[Pointing records]
--- BEGIN ---

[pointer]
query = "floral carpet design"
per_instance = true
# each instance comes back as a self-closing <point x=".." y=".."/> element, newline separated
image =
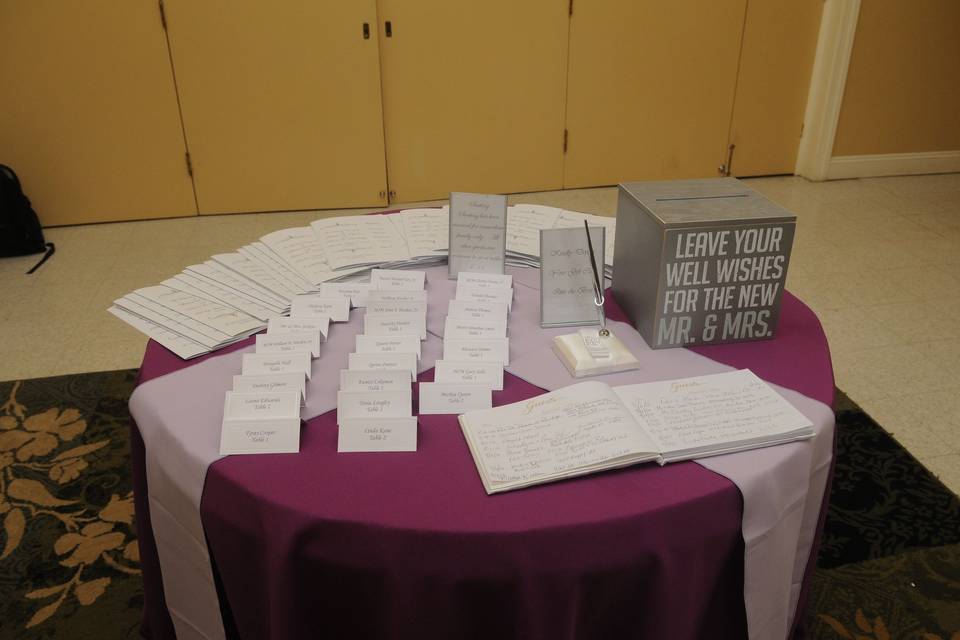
<point x="888" y="568"/>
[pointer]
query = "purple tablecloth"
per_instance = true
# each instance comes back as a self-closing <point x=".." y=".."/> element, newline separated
<point x="409" y="545"/>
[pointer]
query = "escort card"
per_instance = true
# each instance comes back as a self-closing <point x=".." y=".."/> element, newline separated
<point x="380" y="404"/>
<point x="485" y="280"/>
<point x="268" y="363"/>
<point x="383" y="361"/>
<point x="387" y="380"/>
<point x="387" y="324"/>
<point x="436" y="397"/>
<point x="337" y="309"/>
<point x="566" y="277"/>
<point x="466" y="329"/>
<point x="488" y="374"/>
<point x="478" y="233"/>
<point x="474" y="294"/>
<point x="397" y="279"/>
<point x="477" y="350"/>
<point x="289" y="342"/>
<point x="272" y="383"/>
<point x="296" y="325"/>
<point x="357" y="292"/>
<point x="388" y="344"/>
<point x="477" y="310"/>
<point x="377" y="434"/>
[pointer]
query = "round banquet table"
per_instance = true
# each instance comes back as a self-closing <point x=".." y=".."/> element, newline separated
<point x="408" y="545"/>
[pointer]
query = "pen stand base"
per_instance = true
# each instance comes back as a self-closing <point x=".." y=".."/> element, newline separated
<point x="580" y="363"/>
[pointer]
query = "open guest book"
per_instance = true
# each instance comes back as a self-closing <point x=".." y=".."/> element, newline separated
<point x="590" y="427"/>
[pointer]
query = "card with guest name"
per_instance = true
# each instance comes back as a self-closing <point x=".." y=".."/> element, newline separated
<point x="310" y="305"/>
<point x="397" y="279"/>
<point x="272" y="383"/>
<point x="406" y="343"/>
<point x="385" y="380"/>
<point x="357" y="292"/>
<point x="389" y="324"/>
<point x="268" y="363"/>
<point x="566" y="277"/>
<point x="297" y="325"/>
<point x="489" y="374"/>
<point x="478" y="233"/>
<point x="379" y="404"/>
<point x="477" y="350"/>
<point x="377" y="434"/>
<point x="440" y="398"/>
<point x="383" y="361"/>
<point x="289" y="342"/>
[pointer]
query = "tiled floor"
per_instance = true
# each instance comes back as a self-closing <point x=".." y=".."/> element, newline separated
<point x="877" y="259"/>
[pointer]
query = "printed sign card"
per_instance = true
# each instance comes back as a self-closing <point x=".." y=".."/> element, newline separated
<point x="566" y="277"/>
<point x="478" y="233"/>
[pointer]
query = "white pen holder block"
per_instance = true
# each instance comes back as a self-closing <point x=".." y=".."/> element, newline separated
<point x="572" y="351"/>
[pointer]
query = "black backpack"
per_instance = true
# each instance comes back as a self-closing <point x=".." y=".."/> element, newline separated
<point x="20" y="231"/>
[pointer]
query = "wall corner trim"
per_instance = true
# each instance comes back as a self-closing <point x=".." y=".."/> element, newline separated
<point x="838" y="26"/>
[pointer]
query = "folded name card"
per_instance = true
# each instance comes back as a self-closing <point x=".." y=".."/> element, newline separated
<point x="289" y="342"/>
<point x="298" y="325"/>
<point x="383" y="279"/>
<point x="368" y="404"/>
<point x="308" y="304"/>
<point x="465" y="329"/>
<point x="388" y="324"/>
<point x="489" y="374"/>
<point x="386" y="380"/>
<point x="383" y="361"/>
<point x="263" y="363"/>
<point x="406" y="343"/>
<point x="437" y="397"/>
<point x="485" y="280"/>
<point x="377" y="434"/>
<point x="272" y="383"/>
<point x="477" y="310"/>
<point x="477" y="350"/>
<point x="357" y="292"/>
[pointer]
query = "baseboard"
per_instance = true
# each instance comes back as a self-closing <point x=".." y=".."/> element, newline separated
<point x="893" y="164"/>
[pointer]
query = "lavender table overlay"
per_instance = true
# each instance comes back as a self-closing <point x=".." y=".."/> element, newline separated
<point x="408" y="544"/>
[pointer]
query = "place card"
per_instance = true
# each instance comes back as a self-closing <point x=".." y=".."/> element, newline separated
<point x="488" y="295"/>
<point x="368" y="404"/>
<point x="566" y="277"/>
<point x="383" y="361"/>
<point x="477" y="310"/>
<point x="485" y="280"/>
<point x="478" y="233"/>
<point x="308" y="304"/>
<point x="469" y="329"/>
<point x="357" y="292"/>
<point x="440" y="398"/>
<point x="386" y="324"/>
<point x="260" y="423"/>
<point x="397" y="279"/>
<point x="377" y="434"/>
<point x="406" y="343"/>
<point x="296" y="325"/>
<point x="272" y="383"/>
<point x="289" y="342"/>
<point x="489" y="374"/>
<point x="477" y="350"/>
<point x="269" y="363"/>
<point x="386" y="380"/>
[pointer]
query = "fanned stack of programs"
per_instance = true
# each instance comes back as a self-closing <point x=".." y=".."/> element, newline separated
<point x="233" y="295"/>
<point x="590" y="427"/>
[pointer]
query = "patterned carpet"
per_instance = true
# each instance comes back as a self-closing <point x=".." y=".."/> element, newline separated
<point x="889" y="563"/>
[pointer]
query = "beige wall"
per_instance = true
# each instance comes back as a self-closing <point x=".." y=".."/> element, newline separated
<point x="903" y="85"/>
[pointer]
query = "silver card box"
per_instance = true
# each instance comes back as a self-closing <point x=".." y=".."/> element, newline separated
<point x="700" y="261"/>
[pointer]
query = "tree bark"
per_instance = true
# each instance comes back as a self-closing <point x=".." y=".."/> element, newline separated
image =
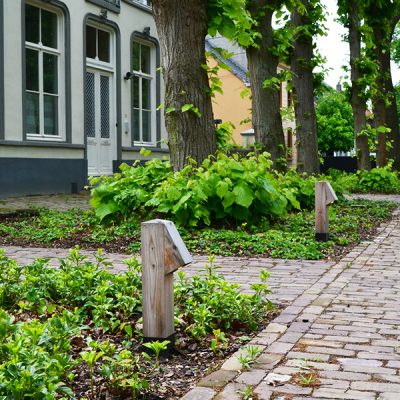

--- END ---

Problem: Please extract each line of the data above that contains the string "carpet", matching case exactly.

The solution:
query = "floral carpet design"
query = "patterned carpet"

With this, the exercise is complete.